The UK’s opposition party is poised to advocate remaining part of an EU customs market post-Brexit. The move could see Conservative rebels join Labour in pressuring Prime Minister Theresa May to deliver a “soft Brexit.”

The Brexit adviser to the UK opposition Labour Party, Keir Starmer, said Sunday that the party unanimously favored remaining inside a customs union with the European Union in order to cushion the potential economic blow caused by Brexit.

Starmer told the BBC that although an exit from the EU’s current customs setup was inevitable with Brexit, the UK should negotiate a new deal that “will do the work of the customs union.”

“It’s really important for our manufacturing base,” he said. “And nobody can answer the question how you keep your commitment to no hard border in Northern Ireland without a customs union.

“Crunch time is now coming for the prime minister because the majority in parliament does not back her approach to a customs union and … will be heard sooner rather than later,” Starmer added.

The announcement follows a letter published on Sunday in the UK’s left-leaning Observer newspaper in which 80 senior Labour Party figures warned that leaving the customs union would be so damaging to the country’s economy that Labour would be unable to carry out its ambitious reforms if it came to power.

### Instruction
According to the Brexit customs union text, in which newspaper did 80 senior Labour Party figures publish their letter? The listing is separate material, unrelated to the Brexit customs union text.

### Material provided

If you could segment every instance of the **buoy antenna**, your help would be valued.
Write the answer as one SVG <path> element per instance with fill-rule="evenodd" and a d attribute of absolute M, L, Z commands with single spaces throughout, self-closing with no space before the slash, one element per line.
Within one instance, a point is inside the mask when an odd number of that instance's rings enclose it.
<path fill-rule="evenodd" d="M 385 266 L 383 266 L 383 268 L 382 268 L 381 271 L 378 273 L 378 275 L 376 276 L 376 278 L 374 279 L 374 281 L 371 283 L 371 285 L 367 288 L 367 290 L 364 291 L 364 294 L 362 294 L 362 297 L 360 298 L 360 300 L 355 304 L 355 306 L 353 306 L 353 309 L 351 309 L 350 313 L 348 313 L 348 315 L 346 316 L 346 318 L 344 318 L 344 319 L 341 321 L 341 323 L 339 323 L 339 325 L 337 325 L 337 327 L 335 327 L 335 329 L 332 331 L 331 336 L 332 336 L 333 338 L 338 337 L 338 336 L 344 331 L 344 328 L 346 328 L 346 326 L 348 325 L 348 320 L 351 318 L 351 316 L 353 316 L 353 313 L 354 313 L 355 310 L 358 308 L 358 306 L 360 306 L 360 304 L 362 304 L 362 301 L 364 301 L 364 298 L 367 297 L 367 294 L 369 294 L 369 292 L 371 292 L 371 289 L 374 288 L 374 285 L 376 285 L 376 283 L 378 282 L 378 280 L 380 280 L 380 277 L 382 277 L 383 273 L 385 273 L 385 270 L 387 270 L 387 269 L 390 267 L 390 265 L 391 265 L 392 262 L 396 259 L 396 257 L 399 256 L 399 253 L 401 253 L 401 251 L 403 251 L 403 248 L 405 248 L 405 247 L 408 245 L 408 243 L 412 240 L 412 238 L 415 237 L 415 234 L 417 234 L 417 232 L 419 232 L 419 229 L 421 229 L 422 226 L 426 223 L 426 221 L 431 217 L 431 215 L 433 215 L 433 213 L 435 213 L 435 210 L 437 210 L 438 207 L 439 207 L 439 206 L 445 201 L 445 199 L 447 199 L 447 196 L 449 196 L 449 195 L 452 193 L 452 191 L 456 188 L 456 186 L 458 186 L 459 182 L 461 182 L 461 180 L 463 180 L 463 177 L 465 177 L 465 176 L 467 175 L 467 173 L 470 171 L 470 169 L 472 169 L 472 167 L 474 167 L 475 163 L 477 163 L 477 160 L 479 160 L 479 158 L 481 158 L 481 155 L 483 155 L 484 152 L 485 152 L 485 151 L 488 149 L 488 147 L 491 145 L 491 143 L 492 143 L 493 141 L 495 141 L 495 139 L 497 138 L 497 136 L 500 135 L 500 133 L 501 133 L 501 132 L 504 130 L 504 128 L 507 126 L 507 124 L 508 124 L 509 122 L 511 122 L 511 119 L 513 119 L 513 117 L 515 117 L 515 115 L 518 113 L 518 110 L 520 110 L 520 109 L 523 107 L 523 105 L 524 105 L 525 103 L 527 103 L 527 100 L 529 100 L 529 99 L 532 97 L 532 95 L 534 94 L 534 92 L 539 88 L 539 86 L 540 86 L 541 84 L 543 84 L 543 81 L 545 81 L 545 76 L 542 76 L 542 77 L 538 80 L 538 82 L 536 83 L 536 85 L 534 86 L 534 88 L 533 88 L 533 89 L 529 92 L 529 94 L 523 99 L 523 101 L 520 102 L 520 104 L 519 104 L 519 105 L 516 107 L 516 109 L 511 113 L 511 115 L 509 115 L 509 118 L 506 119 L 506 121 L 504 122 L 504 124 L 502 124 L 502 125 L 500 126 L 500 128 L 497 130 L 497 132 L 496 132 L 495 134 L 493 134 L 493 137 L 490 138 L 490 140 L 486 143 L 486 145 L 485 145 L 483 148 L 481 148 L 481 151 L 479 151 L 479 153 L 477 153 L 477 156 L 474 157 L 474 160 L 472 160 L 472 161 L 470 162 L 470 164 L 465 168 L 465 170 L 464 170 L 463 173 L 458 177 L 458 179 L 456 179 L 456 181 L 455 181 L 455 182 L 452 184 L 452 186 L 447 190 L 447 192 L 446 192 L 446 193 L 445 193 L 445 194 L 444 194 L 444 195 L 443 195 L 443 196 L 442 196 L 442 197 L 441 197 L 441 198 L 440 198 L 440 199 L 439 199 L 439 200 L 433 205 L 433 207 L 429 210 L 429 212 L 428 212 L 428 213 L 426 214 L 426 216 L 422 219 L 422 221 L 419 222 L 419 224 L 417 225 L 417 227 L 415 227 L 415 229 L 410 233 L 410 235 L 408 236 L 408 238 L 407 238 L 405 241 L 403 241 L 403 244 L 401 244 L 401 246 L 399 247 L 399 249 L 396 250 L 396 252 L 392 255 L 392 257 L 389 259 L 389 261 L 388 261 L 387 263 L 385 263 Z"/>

### Result of the exercise
The Observer